§ **EXERCISE**
What the task requires is each entry, restated exactly.

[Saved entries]
★ ★ ★ ★ ★
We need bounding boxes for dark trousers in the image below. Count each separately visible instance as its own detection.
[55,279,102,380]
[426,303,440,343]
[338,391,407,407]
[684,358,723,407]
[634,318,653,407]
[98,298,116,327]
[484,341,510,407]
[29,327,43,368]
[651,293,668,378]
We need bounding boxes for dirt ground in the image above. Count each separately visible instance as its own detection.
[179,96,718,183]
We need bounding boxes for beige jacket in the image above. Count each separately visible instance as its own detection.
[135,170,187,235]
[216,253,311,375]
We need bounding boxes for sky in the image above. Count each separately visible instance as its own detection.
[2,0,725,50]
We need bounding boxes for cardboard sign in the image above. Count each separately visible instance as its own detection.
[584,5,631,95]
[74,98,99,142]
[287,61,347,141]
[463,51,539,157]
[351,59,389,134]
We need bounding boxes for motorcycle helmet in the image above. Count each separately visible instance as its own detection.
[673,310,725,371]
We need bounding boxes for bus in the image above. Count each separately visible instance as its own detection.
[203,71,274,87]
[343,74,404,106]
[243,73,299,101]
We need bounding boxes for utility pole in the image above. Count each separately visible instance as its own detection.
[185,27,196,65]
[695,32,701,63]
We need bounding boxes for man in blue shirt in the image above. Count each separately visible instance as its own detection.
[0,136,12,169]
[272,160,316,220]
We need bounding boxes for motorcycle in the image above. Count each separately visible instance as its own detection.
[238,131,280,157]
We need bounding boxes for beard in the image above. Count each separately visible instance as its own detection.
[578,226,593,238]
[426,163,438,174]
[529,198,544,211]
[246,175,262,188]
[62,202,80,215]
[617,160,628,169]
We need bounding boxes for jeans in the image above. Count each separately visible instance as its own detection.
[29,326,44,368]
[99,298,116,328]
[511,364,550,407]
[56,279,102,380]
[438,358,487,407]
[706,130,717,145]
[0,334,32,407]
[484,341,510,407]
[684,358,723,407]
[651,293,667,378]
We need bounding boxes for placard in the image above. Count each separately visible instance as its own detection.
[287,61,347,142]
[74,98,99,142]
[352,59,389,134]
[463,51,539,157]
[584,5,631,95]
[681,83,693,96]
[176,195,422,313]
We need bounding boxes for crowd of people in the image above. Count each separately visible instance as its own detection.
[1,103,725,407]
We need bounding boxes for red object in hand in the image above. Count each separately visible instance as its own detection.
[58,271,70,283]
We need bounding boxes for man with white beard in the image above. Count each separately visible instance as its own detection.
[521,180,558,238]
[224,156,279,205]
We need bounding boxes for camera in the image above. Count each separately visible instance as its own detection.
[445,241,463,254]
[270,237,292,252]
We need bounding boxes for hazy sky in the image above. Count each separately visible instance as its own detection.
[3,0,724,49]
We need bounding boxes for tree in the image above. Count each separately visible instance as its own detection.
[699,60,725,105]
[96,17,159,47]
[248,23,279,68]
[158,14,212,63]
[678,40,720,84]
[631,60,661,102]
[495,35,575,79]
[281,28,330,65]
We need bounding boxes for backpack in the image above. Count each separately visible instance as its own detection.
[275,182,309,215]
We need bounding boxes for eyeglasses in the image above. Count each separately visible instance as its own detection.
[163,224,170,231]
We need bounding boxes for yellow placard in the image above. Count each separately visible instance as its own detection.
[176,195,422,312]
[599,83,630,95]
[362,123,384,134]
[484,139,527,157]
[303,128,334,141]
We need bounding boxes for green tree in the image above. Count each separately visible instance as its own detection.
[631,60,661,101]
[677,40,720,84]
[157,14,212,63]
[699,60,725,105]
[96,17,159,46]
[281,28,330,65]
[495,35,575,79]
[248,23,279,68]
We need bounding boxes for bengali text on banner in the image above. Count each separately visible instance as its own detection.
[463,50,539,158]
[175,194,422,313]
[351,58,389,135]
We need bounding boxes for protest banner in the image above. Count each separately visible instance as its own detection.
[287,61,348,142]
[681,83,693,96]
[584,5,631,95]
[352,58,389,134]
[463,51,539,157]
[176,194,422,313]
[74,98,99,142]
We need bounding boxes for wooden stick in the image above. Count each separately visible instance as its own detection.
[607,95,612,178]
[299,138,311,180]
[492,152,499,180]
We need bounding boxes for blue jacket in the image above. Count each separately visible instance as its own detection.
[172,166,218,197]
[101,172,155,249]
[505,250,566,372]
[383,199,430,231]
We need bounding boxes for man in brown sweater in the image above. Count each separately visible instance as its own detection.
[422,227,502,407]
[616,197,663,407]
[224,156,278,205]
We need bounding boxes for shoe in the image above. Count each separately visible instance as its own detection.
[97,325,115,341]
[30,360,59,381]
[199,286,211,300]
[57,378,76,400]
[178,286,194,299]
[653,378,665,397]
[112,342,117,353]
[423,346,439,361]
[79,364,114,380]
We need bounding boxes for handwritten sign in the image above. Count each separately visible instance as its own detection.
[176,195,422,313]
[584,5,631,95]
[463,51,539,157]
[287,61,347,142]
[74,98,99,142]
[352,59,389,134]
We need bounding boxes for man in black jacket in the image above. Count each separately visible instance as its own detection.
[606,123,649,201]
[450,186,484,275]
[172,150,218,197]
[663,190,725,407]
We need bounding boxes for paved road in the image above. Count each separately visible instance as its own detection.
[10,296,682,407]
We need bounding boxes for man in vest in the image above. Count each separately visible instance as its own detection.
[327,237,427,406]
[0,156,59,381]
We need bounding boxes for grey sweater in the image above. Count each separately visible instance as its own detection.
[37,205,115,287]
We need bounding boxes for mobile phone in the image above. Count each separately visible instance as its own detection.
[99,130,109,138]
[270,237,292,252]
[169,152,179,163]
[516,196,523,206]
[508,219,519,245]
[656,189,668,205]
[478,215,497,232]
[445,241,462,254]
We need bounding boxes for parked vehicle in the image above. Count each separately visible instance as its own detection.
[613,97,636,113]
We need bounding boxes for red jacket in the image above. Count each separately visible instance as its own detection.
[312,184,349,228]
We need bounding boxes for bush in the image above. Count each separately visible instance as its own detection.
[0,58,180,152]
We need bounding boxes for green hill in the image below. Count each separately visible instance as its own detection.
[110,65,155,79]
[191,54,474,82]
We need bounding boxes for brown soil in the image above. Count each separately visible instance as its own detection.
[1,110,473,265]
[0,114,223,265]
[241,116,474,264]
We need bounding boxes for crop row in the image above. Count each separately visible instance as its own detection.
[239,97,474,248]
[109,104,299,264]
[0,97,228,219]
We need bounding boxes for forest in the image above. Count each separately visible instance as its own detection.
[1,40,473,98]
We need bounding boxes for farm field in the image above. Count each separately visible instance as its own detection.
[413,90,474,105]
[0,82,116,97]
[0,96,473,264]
★ ★ ★ ★ ★
§ **RESPONSE BOX**
We need bounding boxes for dark trousers in the image below. Count each separately visible instance as its own detection.
[55,279,102,380]
[426,303,440,343]
[338,391,407,407]
[684,358,723,407]
[634,318,653,407]
[98,298,116,327]
[484,341,510,407]
[29,327,43,368]
[651,293,668,378]
We need bounding boxes for dirt ground in the image above. Count each separately visible instance as its own detection.
[179,96,718,183]
We need bounding boxes for beige jacket in the image above. Count each separately visible instance as its own detection.
[135,170,187,235]
[216,253,311,375]
We need bounding boxes for sky in the image above. Count each separately visible instance as its own detection.
[2,0,725,50]
We need bounding boxes for cardboard sign in the image above. Count each separately visible instance as its own detection.
[584,5,631,95]
[74,98,99,142]
[287,61,347,141]
[463,51,539,157]
[351,59,389,134]
We need bounding boxes for motorcycle helmet in the image above. Count each separately visible instance as its own detection.
[673,310,725,371]
We need bounding boxes for bus in the image above. Count each separately visible instance as its own detection.
[203,71,274,87]
[343,74,404,106]
[243,73,299,101]
We need bounding boxes for utility pole in the image above. Count each separately visible instance as its own detection.
[185,27,196,65]
[695,32,701,63]
We need bounding boxes for man in blue shirt in the image above. Count each separately visible instance as its own detection.
[0,136,12,169]
[272,160,316,220]
We need bounding boxes for motorcycle in the image above. Count each separately visible instance as its own detection.
[238,131,280,157]
We need bounding boxes for beard in the image above. Count each separately visible instance as its own detection.
[578,226,593,238]
[426,163,438,174]
[529,198,544,211]
[246,175,262,188]
[62,202,80,215]
[617,160,628,169]
We need bounding boxes for jeans in the image above. Count each separately visible instance as its own detection.
[29,326,44,368]
[99,298,116,328]
[511,364,550,407]
[56,279,102,380]
[438,358,487,407]
[706,130,717,145]
[0,334,32,407]
[484,341,510,407]
[684,358,723,407]
[651,293,667,378]
We need bounding boxes for placard in the image above. Count each separately visible instance as its own detection.
[287,61,347,142]
[74,98,99,142]
[352,59,389,134]
[463,51,539,157]
[584,5,631,95]
[681,83,693,96]
[176,195,422,313]
We need bounding boxes for crowd of people in the image above. Count each separately visible instance as its own detection.
[1,103,725,407]
We need bounding boxes for red object in hand in the image above. Count each separately visible instance as its own detection.
[58,271,70,283]
We need bounding boxes for man with white beard in the image above. Count each separately visible instance as its own detection.
[521,180,558,238]
[224,156,279,205]
We need bounding boxes for camera in the image above. Count each separately visible instance as its own detection.
[445,241,463,254]
[270,237,292,252]
We need bounding boxes for hazy sky in the image above. Count each separately visible instance as its own detection.
[3,0,724,49]
We need bounding boxes for tree in the image above. Count each separately visible instance as its own detection.
[699,60,725,105]
[96,17,159,47]
[248,23,279,68]
[158,14,212,63]
[678,40,720,84]
[631,60,661,102]
[495,35,575,79]
[281,28,330,65]
We need bounding boxes for backpack in the image above. Count each separately visible instance as its own detection.
[275,182,309,215]
We need bounding boxes for eyeglasses in the image above. Count each separately visible instance as its own detection.
[163,224,170,231]
We need bounding boxes for yellow placard in the image above. Count each separately visible instance as its own detection.
[176,195,422,312]
[599,83,630,95]
[362,123,384,134]
[484,139,527,157]
[303,128,334,141]
We need bounding boxes for green tree in the image above. Count each separately visible instance as its own detection.
[631,60,661,101]
[677,40,720,84]
[157,14,212,63]
[699,60,725,105]
[96,17,159,46]
[281,28,330,65]
[495,35,575,79]
[248,23,279,68]
We need bounding boxes for bengali text on banner in the image above. Count each separately visible instance as its own detection.
[463,50,539,158]
[175,194,422,313]
[351,58,389,135]
We need bounding boxes for protest banner in the image above. Count each separately visible instance as its own detection.
[287,61,348,142]
[681,83,693,96]
[584,5,631,95]
[352,58,389,134]
[463,51,539,157]
[176,194,422,313]
[74,98,99,142]
We need bounding boxes for wooden stick in the image above. Count each separately visible instance as its own detection.
[607,95,612,178]
[299,138,311,180]
[492,152,499,180]
We need bounding boxes for blue jacket in the image above. Count each separately visible instance as its own detection.
[172,166,218,197]
[101,172,155,249]
[505,250,566,372]
[383,199,430,231]
We need bounding boxes for man in brown sweater in the image above. Count each separately visible instance as its own detection.
[422,227,502,407]
[616,197,663,407]
[224,156,278,205]
We need bounding boxes for shoe in the image above. Count each separately visible instance as its own detection.
[97,325,115,341]
[30,360,59,381]
[199,286,211,300]
[57,378,76,400]
[178,286,194,299]
[653,378,665,397]
[112,342,117,353]
[423,346,439,361]
[79,364,114,380]
We need bounding boxes for handwritten sign in the image above. Count each separately visible instance as its own detection.
[176,195,422,313]
[584,5,631,95]
[463,51,539,157]
[287,61,347,142]
[74,98,99,142]
[352,59,389,134]
We need bounding boxes for man in black jacket in the image above. Count each separately visible instance as its own detection.
[606,123,649,201]
[450,186,484,275]
[172,150,218,197]
[663,190,725,407]
We need bounding boxes for paved road in the image above. Count each separately visible instance as its own detection.
[10,296,682,407]
We need bounding boxes for man in vest in the image above. Count each separately visible instance as its own detection.
[327,237,427,406]
[0,156,59,381]
We need bounding boxes for grey sweater in the image above. Count each separately visible instance as its own detection.
[37,205,115,287]
We need bounding boxes for mobile phone in the image above. Count each separately visible instance as its own detection.
[99,130,109,138]
[270,237,292,252]
[169,152,179,163]
[516,196,523,206]
[508,219,519,245]
[656,189,668,205]
[478,215,497,232]
[445,241,462,254]
We need bounding boxes for parked vehicle in the image above. Count each separately visible instance as its own detection.
[613,97,636,113]
We need bounding boxes for red jacket in the image above. Count each separately visible instance as its own detection.
[312,184,349,228]
We need bounding boxes for bush in the image above. Count each separately visible instance as its own detection.
[0,58,180,152]
We need bounding boxes for green hill in the image below. Count each separately visible instance as its own detection.
[110,65,155,79]
[191,54,474,82]
We need bounding boxes for brown soil in the image above. Count each separately visible instance as its own detection.
[1,110,473,265]
[0,114,223,265]
[241,116,474,264]
We need bounding boxes for crop row in the image above. Count each separately visible instance as its own detection.
[239,97,474,248]
[109,104,299,264]
[0,97,228,219]
We need bounding boxes for forest in the image above. Count each separately visible instance as its own detection.
[1,40,473,98]
We need bounding boxes for farm field in the image above. Count each separately visible instance as its own detection.
[413,90,474,105]
[0,82,116,97]
[0,96,473,264]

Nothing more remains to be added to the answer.